- What the task requires: Could you reproduce, exactly as written, every line from the one containing "218L326 233L322 235L324" through the last line of the records, and nothing else?

-------- Data records

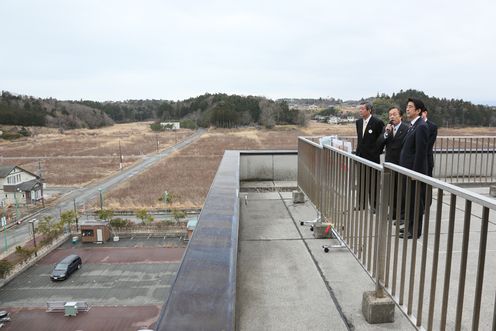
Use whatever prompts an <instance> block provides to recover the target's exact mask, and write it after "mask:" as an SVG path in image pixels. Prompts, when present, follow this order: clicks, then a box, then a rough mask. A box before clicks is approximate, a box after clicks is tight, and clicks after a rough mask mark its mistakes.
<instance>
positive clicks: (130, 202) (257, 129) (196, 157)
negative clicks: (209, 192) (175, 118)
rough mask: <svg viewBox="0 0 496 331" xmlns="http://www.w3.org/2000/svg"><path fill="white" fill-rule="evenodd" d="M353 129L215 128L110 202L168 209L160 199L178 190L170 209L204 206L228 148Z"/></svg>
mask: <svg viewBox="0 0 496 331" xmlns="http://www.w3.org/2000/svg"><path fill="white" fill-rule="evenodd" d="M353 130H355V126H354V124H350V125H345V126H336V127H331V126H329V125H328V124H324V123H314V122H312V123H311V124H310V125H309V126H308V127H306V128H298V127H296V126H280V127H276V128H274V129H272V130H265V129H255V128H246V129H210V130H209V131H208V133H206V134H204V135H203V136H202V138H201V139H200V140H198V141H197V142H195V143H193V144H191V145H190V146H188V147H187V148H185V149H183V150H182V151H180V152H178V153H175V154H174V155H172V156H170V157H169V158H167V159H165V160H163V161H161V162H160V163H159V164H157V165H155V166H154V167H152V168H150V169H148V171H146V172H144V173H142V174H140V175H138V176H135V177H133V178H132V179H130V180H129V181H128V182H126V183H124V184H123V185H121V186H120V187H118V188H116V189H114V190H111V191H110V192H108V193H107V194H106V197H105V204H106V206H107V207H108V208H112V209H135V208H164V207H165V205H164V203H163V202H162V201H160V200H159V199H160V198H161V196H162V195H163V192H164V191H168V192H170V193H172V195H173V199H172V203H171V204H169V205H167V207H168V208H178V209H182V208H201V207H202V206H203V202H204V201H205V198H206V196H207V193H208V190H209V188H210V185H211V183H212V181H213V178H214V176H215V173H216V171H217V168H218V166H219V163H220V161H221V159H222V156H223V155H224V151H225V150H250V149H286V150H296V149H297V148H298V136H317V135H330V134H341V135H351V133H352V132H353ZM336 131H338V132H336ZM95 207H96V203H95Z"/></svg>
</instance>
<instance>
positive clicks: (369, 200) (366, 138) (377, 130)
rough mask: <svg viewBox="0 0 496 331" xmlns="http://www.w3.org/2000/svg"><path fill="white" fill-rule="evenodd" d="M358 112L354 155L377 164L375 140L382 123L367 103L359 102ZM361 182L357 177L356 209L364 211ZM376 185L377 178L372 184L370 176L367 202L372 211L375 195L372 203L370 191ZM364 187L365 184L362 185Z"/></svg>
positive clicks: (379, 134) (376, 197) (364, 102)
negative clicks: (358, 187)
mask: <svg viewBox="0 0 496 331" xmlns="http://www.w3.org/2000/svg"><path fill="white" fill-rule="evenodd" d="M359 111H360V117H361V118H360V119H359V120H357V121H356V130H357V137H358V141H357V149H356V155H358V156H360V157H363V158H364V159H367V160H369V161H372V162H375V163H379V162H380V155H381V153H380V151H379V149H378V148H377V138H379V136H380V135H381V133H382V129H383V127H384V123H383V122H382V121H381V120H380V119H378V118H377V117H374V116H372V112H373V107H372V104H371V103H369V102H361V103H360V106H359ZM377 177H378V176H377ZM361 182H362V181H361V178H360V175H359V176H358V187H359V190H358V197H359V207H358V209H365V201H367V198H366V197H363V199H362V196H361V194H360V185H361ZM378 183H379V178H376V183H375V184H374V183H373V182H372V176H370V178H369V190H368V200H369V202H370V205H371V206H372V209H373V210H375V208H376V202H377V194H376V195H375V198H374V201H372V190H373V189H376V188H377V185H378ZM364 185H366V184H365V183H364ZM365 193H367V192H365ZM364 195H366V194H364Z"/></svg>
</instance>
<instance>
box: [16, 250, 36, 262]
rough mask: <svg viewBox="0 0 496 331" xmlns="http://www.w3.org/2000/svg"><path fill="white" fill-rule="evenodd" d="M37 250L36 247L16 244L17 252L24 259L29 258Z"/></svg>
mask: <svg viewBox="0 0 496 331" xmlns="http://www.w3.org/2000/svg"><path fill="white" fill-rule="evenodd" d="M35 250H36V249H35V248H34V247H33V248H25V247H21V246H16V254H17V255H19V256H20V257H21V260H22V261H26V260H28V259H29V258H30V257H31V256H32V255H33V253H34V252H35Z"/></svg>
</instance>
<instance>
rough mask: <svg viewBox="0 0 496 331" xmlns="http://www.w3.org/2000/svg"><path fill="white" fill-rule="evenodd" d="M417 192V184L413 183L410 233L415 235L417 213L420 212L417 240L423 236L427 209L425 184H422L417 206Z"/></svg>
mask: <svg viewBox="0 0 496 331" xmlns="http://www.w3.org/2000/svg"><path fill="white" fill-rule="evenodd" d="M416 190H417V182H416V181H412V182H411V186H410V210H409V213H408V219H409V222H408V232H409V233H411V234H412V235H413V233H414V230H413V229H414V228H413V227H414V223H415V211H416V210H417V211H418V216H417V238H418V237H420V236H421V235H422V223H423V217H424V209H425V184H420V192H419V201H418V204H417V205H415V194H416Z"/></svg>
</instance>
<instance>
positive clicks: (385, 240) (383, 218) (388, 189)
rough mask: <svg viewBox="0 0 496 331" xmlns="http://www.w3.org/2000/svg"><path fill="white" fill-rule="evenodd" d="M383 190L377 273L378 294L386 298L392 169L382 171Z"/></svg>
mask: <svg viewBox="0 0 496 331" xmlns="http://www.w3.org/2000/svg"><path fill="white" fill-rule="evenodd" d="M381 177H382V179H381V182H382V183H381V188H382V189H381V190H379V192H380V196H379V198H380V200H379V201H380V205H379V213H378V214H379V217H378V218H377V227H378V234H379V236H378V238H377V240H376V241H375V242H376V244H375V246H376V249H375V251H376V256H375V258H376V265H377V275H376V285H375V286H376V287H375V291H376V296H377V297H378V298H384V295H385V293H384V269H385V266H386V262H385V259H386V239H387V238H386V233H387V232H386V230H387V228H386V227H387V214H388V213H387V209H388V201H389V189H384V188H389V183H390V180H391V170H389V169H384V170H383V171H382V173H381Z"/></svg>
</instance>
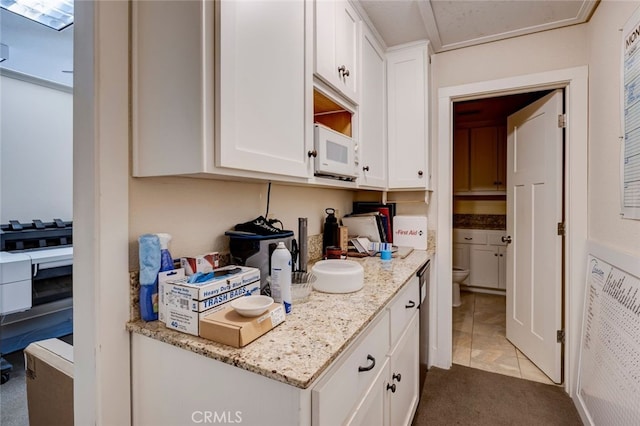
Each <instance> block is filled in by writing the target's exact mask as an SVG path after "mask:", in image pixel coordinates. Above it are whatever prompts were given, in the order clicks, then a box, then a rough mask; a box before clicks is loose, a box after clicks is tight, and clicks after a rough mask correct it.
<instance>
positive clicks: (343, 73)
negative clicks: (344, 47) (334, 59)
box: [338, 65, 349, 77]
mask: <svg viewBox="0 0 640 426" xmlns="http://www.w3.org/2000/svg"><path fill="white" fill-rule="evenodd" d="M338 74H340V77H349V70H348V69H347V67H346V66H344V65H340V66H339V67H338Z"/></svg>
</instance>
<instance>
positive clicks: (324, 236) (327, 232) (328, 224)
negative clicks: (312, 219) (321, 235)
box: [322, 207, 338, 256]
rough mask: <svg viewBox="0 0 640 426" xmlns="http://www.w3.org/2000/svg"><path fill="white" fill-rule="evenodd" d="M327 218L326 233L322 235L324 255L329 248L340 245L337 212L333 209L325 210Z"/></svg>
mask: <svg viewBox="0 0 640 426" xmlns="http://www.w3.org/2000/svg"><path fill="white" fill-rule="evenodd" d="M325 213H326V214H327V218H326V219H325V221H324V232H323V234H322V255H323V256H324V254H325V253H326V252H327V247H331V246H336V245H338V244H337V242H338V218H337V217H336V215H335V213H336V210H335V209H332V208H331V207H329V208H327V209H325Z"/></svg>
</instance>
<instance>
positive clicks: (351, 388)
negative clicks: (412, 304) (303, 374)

----------------

- Response area:
rough mask: <svg viewBox="0 0 640 426" xmlns="http://www.w3.org/2000/svg"><path fill="white" fill-rule="evenodd" d="M327 218L326 233L322 235L324 255L329 248L340 245L337 212L333 209L325 210Z"/></svg>
mask: <svg viewBox="0 0 640 426" xmlns="http://www.w3.org/2000/svg"><path fill="white" fill-rule="evenodd" d="M325 213H326V214H327V218H326V219H325V221H324V232H323V234H322V255H323V256H324V254H325V253H326V252H327V247H331V246H336V245H338V244H337V242H338V218H337V217H336V215H335V213H336V210H335V209H332V208H331V207H329V208H327V209H325Z"/></svg>
</instance>
<instance>
positive clicks: (351, 388)
negative clicks: (412, 304) (303, 374)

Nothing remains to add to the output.